Die Nichtigerklärung der ersten Entscheidung der Kommission beruht dabei auf einer in zwei Teile gegliederten Beurteilung:

- In einem ersten Teil zieht das Gericht die wirtschaftliche Untersuchung, welche die Kommission zur Begründung ihrer Ablehnung des Zusammenschlusses durchgeführt hat, in Zweifel und akzeptiert sie nur für die französischen sektoriellen Märkte;

- in einem zweiten nur diese Märkte betreffenden Teil befasst es sich mit dem Verfahren, nach dem die Kommission bei der Prüfung des Vorhabens vorgegangen ist, und stellt einen Formfehler fest, der in Anbetracht der Abweichung der Entscheidung der Kommission von der Mitteilung der Beschwerdepunkte eine Verletzung der Rechte der Verteidigung darstellt.

Der EuGH stellt mehrere offensichtliche Fehler, Auslassungen und Widersprüche in der wirtschaftlichen Argumentation der Kommission fest. So hält die Kommission die nationale Dimension der geografischen Märkte fest, um die Verstärkung oder die Schaffung einer beherrschenden Stellung des durch die Fusion entstehenden Unternehmens zu belegen und stützt ihre Beurteilung der Auswirkungen des Zusammenschlusses dann auf transnationale, globale und von einem einzigen Markt aus extrapolierte Erwägungen, ohne deren Bedeutung auf nationaler Ebene nachzuweisen. Auch ihre Darlegung, dass durch den Zusammenschluss der beiden Gesellschaften eine Position geschaffen werde, an der für die Großhändler kein Weg vorbeiführe, wird nur durch allgemeine Angaben untermauert, während "genauere Untersuchungen auf nationaler Ebene sachdienlicher und überzeugender gewesen wären."

Darüber hinaus überzeugt das auf einen potenziellen unerreichten Portfolio-Effekt gestützte Argument mangels einer genauen Untersuchung der betroffenen Märkte Land für Land das Gericht nicht. Dass Schneider große Anteile auf den Märkten für elektrische Ultraterminal- Anlagen in den nordischen Ländern besitzt und dass Legrand mehr im Süden Europas angesiedelt ist, lässt laut Auffassung des Europäischen Gerichtshofes nicht den Schluss zu, dass die Erzeugnisse des Konzerns Schneider-Legrand alle Elektroerzeugnisse abdecken werden: "Dies führt die Kommission dazu, die wirtschaftliche Macht des Konzerns zu überschätzen."

Daten aus einer Datensammlung
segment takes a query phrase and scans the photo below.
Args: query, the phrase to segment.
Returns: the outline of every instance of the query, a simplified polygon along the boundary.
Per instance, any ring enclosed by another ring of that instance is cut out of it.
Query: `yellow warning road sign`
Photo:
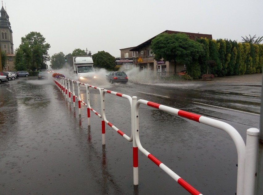
[[[137,62],[142,62],[143,61],[142,59],[142,57],[140,57],[139,58],[139,59],[138,59],[138,60],[137,60]]]

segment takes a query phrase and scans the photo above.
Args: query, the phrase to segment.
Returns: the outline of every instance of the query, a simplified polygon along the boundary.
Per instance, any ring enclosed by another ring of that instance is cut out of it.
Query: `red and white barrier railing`
[[[66,81],[67,81],[67,82]],[[72,91],[71,92],[69,81],[72,83]],[[169,107],[152,102],[144,100],[137,100],[136,97],[130,96],[120,93],[113,91],[103,88],[100,88],[80,82],[69,79],[66,78],[60,78],[55,79],[55,83],[61,92],[66,96],[69,92],[69,94],[73,94],[73,104],[74,98],[78,99],[79,114],[80,111],[81,103],[87,108],[88,125],[90,125],[90,109],[102,119],[102,144],[105,143],[105,123],[108,124],[117,133],[129,141],[132,141],[133,161],[133,184],[139,184],[138,168],[138,150],[140,151],[155,164],[168,174],[178,183],[181,185],[191,194],[202,194],[197,190],[188,184],[180,177],[165,165],[157,158],[147,151],[142,146],[140,139],[139,132],[139,111],[140,104],[144,104],[164,112],[188,119],[200,123],[223,130],[227,133],[234,141],[238,155],[238,164],[237,193],[237,195],[246,195],[254,194],[255,190],[256,178],[255,176],[257,171],[257,162],[258,150],[258,144],[256,144],[259,139],[259,130],[256,128],[250,128],[247,130],[246,146],[243,139],[237,131],[233,127],[224,122],[210,118],[194,114],[181,110]],[[74,83],[78,85],[78,96],[75,95]],[[68,88],[66,86],[68,83]],[[86,92],[86,103],[81,100],[80,86],[85,86]],[[100,115],[90,107],[90,88],[99,90],[101,97],[101,106],[102,114]],[[132,134],[129,137],[117,127],[109,122],[106,119],[105,113],[106,106],[105,100],[105,94],[108,93],[116,96],[127,99],[130,103],[131,110],[131,121]],[[69,100],[69,101],[70,100]],[[74,105],[74,106],[75,105]]]

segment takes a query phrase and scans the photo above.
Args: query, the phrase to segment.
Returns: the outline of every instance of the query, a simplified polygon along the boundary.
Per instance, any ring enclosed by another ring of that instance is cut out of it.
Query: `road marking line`
[[[250,95],[250,96],[256,96],[257,97],[261,97],[261,95],[252,95],[252,94],[247,94],[246,93],[244,93],[243,95]]]
[[[213,107],[215,107],[216,108],[223,108],[223,109],[227,109],[228,110],[234,110],[234,111],[236,111],[237,112],[244,112],[245,113],[248,113],[248,114],[254,114],[255,115],[257,115],[259,116],[260,115],[259,114],[255,114],[255,113],[251,113],[251,112],[245,112],[244,111],[241,111],[240,110],[234,110],[234,109],[231,109],[231,108],[223,108],[223,107],[219,107],[219,106],[212,106],[212,105],[210,105],[208,104],[202,104],[202,103],[198,103],[198,102],[192,102],[194,103],[195,103],[196,104],[202,104],[203,105],[205,105],[206,106],[212,106]]]
[[[136,91],[136,92],[140,92],[140,93],[147,93],[148,94],[151,94],[151,95],[158,95],[158,96],[161,96],[162,97],[168,97],[170,98],[169,97],[167,97],[167,96],[164,96],[163,95],[157,95],[157,94],[154,94],[152,93],[145,93],[145,92],[142,92],[142,91]]]
[[[124,88],[122,88],[121,87],[118,87],[118,88],[119,88],[120,89],[125,89],[127,90],[127,89],[125,89]]]

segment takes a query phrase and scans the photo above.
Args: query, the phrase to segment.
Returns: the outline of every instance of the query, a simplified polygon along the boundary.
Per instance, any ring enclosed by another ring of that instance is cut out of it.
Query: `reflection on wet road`
[[[140,152],[139,184],[134,188],[132,143],[106,126],[102,146],[101,119],[91,112],[88,127],[86,108],[79,116],[51,79],[13,81],[0,85],[0,194],[189,194]],[[226,122],[245,141],[246,129],[259,127],[259,116],[194,102],[257,113],[260,97],[194,85],[107,87]],[[90,95],[92,107],[100,113],[98,91],[91,89]],[[129,135],[128,101],[108,94],[105,105],[107,119]],[[236,151],[224,132],[146,106],[139,116],[146,150],[203,194],[234,194]]]

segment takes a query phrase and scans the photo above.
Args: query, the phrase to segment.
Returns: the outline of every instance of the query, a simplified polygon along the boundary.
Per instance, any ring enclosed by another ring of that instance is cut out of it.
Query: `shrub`
[[[192,78],[192,77],[190,76],[189,74],[188,74],[187,73],[185,74],[183,76],[184,78],[186,80],[193,80],[193,78]]]
[[[215,75],[214,74],[203,74],[202,75],[202,78],[204,79],[206,78],[210,77],[213,78],[215,77]]]
[[[59,77],[65,77],[65,76],[64,74],[60,74],[60,73],[53,73],[52,74],[52,77],[55,77],[56,78],[59,78]]]

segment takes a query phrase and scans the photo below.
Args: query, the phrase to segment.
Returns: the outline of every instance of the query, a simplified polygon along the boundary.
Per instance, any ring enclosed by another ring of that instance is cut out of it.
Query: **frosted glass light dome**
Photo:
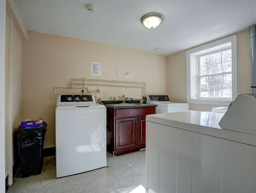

> Aufgabenstellung:
a. Gib den Text über die Fusion von Schneider und Legrand von „- In einem ersten“ bis einschließlich „der Verteidigung darstellt.“ erneut wieder und ersetze darin „Kommission“ durch „EU-Kommission“.
b. Für welche Märkte akzeptiert das Gericht laut dem Text über die Fusion von Schneider und Legrand die wirtschaftliche Untersuchung der Kommission?
c. Schreibe den Text über die Fusion von Schneider und Legrand im Anschluss an seinen letzten Satz weiter.

> Lösungen:
a.
- In einem ersten Teil zieht das Gericht die wirtschaftliche Untersuchung, welche die EU-Kommission zur Begründung ihrer Ablehnung des Zusammenschlusses durchgeführt hat, in Zweifel und akzeptiert sie nur für die französischen sektoriellen Märkte;

- in einem zweiten nur diese Märkte betreffenden Teil befasst es sich mit dem Verfahren, nach dem die EU-Kommission bei der Prüfung des Vorhabens vorgegangen ist, und stellt einen Formfehler fest, der in Anbetracht der Abweichung der Entscheidung der EU-Kommission von der Mitteilung der Beschwerdepunkte eine Verletzung der Rechte der Verteidigung darstellt.

b. Nur für die französischen sektoriellen Märkte.

c.
Auch hat die Kommission die wirtschaftliche Macht des durch die Fusion entstandenen Unternehmens dadurch überschätzt, dass sie die Marktanteile des Konzerns im Hinblick auf die zu niedrig eingeschätzten Marktanteile seiner beiden Hauptwettbewerber ("Siemens" und "ABB") beurteilt, ohne die internen Verkäufe von Bauteilen für elektrische Schalttafeln einzubeziehen, welche die letztgenannten Unternehmen mit ihren spezialisierten Tochtergesellschaften tätigen. Auch die den italienischen und den dänischen Markt betreffenden Zahlen und Daten lassen die Schlussfolgerungen der Kommission als zweifelhaft erscheinen.

Trotz der bei der Beurteilung der Auswirkungen des Zusammenschlusses festgestellten Lücken erkennt der Europäische Gerichtshof an, dass, was die französischen sektoriellen Märkte angeht, auf denen die beiden Gesellschaften erhebliche Anteile besitzen, die Schlussfolgerung der Kommission in Bezug auf die beherrschende Stellung und die Ausschaltung des Wettbewerbs aufgrund der angegebenen Tatsachen akzeptiert werden kann.

Der EuGH weiter im Wortlaut: "Das Gericht prüft daher allein im Hinblick auf die durch den Zusammenschluss betroffenen französischen Märkte in einem zweiten Teil das Vorbringen der Klägerin, das auf eine wesentliche Änderung der Art der Beschwerdepunkte der Kommission in deren Darlegung gegenüber den Beteiligten im Verhältnis zu der hier angefochtenen abschließenden Entscheidung gestützt ist. Die Darlegung der Beschwerdepunkte soll es dem Unternehmen nämlich ermöglichen, Lösungen für die festgestellten Probleme vorzuschlagen und sich zu verteidigen, bevor die Kommission eine endgültige Entscheidung erlässt.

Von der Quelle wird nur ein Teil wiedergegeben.